WORK REQUIRED >> Only the lines from the one containing "Thanks for the photo. Could you please mark the wooden" to the end of the data are wanted; print them exactly as they appear.

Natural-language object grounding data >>
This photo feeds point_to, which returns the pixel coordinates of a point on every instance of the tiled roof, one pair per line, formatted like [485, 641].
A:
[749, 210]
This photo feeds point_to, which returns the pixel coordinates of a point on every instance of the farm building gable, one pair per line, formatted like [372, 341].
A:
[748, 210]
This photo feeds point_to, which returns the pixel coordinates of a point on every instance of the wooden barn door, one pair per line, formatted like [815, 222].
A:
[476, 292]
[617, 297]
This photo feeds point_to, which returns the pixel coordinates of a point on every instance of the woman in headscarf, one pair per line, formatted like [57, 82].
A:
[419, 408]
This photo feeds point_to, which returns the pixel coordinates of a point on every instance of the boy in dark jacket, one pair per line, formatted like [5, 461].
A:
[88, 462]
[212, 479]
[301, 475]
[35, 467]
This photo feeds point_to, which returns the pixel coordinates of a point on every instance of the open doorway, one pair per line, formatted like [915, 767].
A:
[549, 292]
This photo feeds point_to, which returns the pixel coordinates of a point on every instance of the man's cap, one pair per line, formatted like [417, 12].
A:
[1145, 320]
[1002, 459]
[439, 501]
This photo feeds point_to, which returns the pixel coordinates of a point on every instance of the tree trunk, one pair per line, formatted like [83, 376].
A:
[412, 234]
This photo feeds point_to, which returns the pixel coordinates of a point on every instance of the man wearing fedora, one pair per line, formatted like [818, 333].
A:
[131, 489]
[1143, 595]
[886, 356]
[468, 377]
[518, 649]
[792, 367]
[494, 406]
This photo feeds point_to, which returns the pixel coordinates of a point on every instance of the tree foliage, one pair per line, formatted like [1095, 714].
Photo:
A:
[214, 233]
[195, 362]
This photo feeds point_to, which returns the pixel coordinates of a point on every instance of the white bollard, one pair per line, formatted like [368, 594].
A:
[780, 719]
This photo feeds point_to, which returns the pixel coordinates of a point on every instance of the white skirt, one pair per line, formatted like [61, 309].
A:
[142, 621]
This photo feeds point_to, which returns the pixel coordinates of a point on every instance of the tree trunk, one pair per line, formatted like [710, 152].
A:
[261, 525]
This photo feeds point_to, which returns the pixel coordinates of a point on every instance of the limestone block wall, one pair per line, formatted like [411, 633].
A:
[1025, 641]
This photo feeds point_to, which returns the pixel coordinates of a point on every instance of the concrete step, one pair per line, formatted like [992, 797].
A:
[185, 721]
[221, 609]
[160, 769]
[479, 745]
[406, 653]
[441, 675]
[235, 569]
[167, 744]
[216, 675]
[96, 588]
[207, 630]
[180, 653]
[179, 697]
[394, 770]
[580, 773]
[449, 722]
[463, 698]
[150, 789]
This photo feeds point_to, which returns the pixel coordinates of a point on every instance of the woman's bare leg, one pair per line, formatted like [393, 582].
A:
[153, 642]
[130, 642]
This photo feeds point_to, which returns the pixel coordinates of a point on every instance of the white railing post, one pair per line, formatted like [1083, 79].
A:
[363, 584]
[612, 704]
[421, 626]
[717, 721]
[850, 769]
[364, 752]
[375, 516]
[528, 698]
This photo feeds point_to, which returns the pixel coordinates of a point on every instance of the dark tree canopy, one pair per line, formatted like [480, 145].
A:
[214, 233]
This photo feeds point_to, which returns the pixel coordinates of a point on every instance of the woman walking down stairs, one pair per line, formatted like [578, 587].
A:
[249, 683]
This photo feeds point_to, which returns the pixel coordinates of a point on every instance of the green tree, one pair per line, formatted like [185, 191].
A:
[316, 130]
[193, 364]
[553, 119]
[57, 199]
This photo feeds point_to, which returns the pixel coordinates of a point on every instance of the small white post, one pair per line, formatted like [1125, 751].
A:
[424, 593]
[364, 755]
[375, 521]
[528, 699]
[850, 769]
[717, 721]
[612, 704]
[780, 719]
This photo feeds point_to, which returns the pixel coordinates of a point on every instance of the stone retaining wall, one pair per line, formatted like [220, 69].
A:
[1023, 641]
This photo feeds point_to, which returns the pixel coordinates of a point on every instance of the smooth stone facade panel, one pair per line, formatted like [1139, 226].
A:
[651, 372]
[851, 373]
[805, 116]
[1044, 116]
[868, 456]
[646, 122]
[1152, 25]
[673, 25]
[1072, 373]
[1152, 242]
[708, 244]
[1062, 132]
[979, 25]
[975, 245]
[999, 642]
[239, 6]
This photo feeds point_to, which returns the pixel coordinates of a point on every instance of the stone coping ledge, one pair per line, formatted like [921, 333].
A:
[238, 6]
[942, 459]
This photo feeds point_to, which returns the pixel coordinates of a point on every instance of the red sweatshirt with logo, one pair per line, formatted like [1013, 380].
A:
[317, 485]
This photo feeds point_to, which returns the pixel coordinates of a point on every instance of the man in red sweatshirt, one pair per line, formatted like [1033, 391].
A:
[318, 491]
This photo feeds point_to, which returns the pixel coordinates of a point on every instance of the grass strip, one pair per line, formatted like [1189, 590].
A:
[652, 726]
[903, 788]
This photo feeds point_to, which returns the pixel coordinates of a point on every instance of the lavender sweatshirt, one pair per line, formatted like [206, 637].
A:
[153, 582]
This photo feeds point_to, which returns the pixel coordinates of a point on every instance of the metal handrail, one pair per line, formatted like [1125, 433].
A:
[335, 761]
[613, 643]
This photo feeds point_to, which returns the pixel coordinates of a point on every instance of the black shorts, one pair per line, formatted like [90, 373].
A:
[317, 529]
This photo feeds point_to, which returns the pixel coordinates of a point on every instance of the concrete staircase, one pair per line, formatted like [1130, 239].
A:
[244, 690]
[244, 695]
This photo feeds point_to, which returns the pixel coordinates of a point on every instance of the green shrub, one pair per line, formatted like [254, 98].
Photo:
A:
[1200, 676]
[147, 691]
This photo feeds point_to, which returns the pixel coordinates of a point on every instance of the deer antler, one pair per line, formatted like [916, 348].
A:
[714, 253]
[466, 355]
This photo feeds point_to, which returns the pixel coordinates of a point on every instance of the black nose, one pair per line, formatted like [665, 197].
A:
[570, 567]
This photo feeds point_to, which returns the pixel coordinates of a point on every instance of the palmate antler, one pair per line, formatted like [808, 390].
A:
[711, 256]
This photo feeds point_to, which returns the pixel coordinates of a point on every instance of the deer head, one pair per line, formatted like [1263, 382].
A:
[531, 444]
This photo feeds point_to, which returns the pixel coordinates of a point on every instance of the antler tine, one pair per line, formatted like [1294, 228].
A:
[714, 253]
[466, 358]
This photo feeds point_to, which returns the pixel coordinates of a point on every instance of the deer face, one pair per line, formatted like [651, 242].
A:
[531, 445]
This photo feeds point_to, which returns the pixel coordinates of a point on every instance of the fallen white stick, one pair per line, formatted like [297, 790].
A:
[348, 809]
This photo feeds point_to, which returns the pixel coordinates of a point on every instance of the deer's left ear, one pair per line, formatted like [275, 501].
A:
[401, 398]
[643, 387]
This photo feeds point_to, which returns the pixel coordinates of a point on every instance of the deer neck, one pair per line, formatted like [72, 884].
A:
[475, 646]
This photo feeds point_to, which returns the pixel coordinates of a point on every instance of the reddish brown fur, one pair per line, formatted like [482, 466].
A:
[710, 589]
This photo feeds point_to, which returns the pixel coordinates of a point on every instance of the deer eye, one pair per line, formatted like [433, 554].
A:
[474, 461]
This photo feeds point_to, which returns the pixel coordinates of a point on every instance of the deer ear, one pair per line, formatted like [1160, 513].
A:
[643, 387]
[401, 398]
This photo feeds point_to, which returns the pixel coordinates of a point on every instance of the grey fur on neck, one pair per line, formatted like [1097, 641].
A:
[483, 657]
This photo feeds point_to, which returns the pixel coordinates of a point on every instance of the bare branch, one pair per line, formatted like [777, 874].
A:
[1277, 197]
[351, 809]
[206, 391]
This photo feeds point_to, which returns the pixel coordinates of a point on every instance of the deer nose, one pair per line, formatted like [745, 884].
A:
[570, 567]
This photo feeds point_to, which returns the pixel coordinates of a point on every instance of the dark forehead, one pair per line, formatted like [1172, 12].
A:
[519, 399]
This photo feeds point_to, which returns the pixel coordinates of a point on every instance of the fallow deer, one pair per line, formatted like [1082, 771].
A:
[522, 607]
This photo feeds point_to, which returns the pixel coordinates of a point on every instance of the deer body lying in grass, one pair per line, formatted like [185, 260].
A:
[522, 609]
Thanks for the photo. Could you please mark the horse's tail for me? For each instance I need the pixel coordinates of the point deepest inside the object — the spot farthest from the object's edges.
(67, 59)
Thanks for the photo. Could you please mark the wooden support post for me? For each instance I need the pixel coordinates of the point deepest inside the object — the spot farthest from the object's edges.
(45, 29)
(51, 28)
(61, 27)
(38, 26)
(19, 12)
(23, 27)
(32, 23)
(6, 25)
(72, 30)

RESPONSE TO THIS EXERCISE >>
Thanks for the photo. Could you please mark the wooden support post for me? For each instance I need the pixel coordinates of the point deepest inside the object — the spot farthest from the object's edges.
(45, 29)
(51, 28)
(61, 27)
(38, 26)
(19, 12)
(23, 27)
(32, 23)
(6, 25)
(72, 30)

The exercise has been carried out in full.